During the past decade of Internet adoption, the ubiquity of Internet
connections and the brisk pace of technology have been rapidly lowering overall
transaction costs. By allowing global price comparisons, online purchasing and
bartering systems, and low-cost auctions for just about anything, the overall
cost of doing a deal has plummeted.
Over the last several years, the technology industry has been working to replace
the large, centralized, proprietary transaction networks based on electronic
data interchange with open, shared, XML-based transactional networks. The
technology is in place to allow not only centrally hosted trading networks, but
also software solutions that allow companies to interact as peers rather than
relying on large host networks. In 2004, Microsoft will release new versions of
its BizTalk Server software as well as service offerings you can use to help
your customers build trading networks.
What Is BPA?

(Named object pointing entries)
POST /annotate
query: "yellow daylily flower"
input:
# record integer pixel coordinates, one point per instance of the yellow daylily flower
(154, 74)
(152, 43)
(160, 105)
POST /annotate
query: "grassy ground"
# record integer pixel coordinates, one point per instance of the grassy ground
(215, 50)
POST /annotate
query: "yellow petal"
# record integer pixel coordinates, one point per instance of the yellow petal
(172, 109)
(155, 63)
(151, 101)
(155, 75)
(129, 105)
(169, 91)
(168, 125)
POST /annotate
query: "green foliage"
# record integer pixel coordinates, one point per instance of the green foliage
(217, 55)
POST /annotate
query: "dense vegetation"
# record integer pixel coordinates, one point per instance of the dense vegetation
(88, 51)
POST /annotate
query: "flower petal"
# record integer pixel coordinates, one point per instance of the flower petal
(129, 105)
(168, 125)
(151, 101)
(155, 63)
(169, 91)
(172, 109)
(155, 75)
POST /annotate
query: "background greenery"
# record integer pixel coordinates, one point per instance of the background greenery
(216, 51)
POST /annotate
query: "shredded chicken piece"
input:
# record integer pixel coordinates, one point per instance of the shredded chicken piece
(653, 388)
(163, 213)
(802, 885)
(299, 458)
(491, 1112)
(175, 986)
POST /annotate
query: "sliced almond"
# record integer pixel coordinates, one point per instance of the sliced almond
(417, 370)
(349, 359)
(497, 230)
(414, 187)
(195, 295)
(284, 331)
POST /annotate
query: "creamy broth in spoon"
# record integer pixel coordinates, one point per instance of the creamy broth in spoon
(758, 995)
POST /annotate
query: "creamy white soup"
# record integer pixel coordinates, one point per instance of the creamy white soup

INSTRUCTIONS -
- A) Revise the passage on Internet transaction costs, giving the stretch from "During the past" through "deal has plummeted." again with "plummeted" replaced by "dropped sharply".
- B) Extend the passage on Internet transaction costs and XML trading networks, continuing from the point where it stops.

OUTPUTS IN ORDER -
- A)
During the past decade of Internet adoption, the ubiquity of Internet
connections and the brisk pace of technology have been rapidly lowering overall
transaction costs. By allowing global price comparisons, online purchasing and
bartering systems, and low-cost auctions for just about anything, the overall
cost of doing a deal has dropped sharply.

- B)
To understand the opportunity, consider the standard business process in place
for companies to purchase from suppliers. A company issues a purchase order to
their supplier. The supplier sends an invoice to the company. The supplier sends
a bill of lading with the shipment. The company receives the goods and sends a
check to the supplier. With each step more paperwork is generated and there are
more opportunities for errors. Automating this business process can reduce the
cost of the overall transaction by minimizing the number of “touches” and
increasing the overall accuracy of the transaction.
The goal of business process automation (BPA) is to replace paper-based,
time-intensive processes with systems that connect a company’s systems and
employees to those of its trading partners. A well-designed BPA infrastructure
will have the tools to manage and provision trading partner relationships, will
provide information workers with timely access to business process information,
and will support automatic tracking and review of key business indicators for
those processes it manages. The BPA system should allow its users to configure
and interact with existing business processes and to both establish and manage
business process rules on the fly.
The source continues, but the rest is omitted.